Required work:
• A. Transcribe everything in the column on city government oddities from "A good centralized" down to "for tsunami relief.", word for word.
• B. Carry on the column on city government oddities, starting right after its final sentence.

Study text:
The whack pack

If you’re prone to despair when following the madcap adventures of Detroit City Council, you may find some comfort in looking to other cities.

For example, browsing for any useful information on the City of Detroit’s Web site, you stumble across Councilmember Barbara-Rose Collins’ page only to discover that first on her list of “most significant accomplishments” is being named “queen mother” by the people of Pepease, in a potato-growing region of Ghana. This, she points out, “is not merely an honorary position, but a genuine coronation, with all the responsibilities and privileges afforded to royal family members.”

You begin to fret about just how heavy weighs the crown and how well she bears that burden while tending full time to such pesky local problems as the $274 million deficit now menacing the city.

You need distraction. Your misery needs company. And if you’re not aware, there’s plenty to be found.

A good centralized source is, which has assumed the solemn duty of collecting whack news items from sources far and wide.

Detroit’s only recent mention came after the pre-Christmas snowfall when a bunch of folks were ticketed for violating the city’s snow-emergency parking law when the city had not declared such a red alert.

Then there are the vigilant officials of La Cañada Flintridge, Calif., and Miami Beach, Fla., who addressed entrepreneurial impulses in kids by, in the former, harassing four 11-year-olds for selling hand-collected mistletoe in a city park without a license, and, in the latter, by shutting down a 10-year-old girl for trying to sell cookies and drinks in her front yard to raise a few bucks for tsunami relief.

Over in Eagle Lake, Fla. (the only state with its own Fark category), the vice mayor tried to formalize a rule against spitting at City Council meetings when the former city manager appeared to try to hork on him after one session.

Way yonder, in Moscow, Russian Prime Minister Mikhail Fradkov warned his ministers to think before talking, after President Vladimir Putin moved cabinet meetings out of TV range because, “When the cameras are on, you want to look good but your head turns off.”

Record extracts:
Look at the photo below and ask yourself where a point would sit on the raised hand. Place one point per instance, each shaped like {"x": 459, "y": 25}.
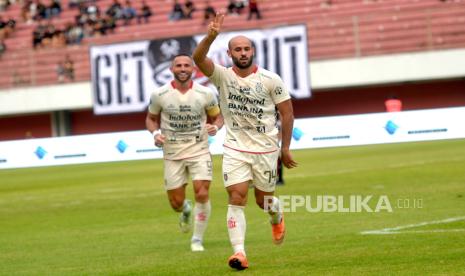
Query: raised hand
{"x": 214, "y": 27}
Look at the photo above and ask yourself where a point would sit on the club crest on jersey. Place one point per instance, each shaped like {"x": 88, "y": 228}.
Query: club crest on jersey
{"x": 231, "y": 223}
{"x": 244, "y": 90}
{"x": 185, "y": 108}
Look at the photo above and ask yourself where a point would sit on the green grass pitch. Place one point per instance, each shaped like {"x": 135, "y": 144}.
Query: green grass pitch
{"x": 114, "y": 218}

Responses per task:
• A.
A good centralized source is, which has assumed the solemn duty of collecting whack news items from sources far and wide.

Detroit’s only recent mention came after the pre-Christmas snowfall when a bunch of folks were ticketed for violating the city’s snow-emergency parking law when the city had not declared such a red alert.

Then there are the vigilant officials of La Cañada Flintridge, Calif., and Miami Beach, Fla., who addressed entrepreneurial impulses in kids by, in the former, harassing four 11-year-olds for selling hand-collected mistletoe in a city park without a license, and, in the latter, by shutting down a 10-year-old girl for trying to sell cookies and drinks in her front yard to raise a few bucks for tsunami relief.

• B.
Also overseas, it emerged that British bureaucrats spent 18 years trying to find toilet paper suitable for government-issue after an ambassador’s doctor suggested that the diplomat’s ’roids were under assault by “out of date” tissue.

Back in Westminster, Md., a local TV station discovered that two wheelchair-bound students were left in a second floor stairwell during a fire evacuation as a matter of policy, not neglect. School officials were unable to explain why the policy was in effect.

And in Jonesboro, Ga., where elections apparently are more contentious than they are here, the new sheriff fired 27 department employees, took their badges, told them to hit the road and posted rooftop snipers to keep an eye on them as they left. The sheriff is one of “a spate” of black officials recently elected to replace a long line of country whites in a town not far from De Kalb County where a newly elected sheriff was assassinated a few years ago.


Not Beatty: In the interest of correcting an error, fair play and taking our own medicine, I need to tell you that we earned a place on our own Dubious Achievements list last week by inadvertently running a photo of the Detroit Law Department’s Ruth Carter when we meant to show mayoral pal and sidelined chief of staff Christine Beatty. No excuses; we made a mistake and do regret the error.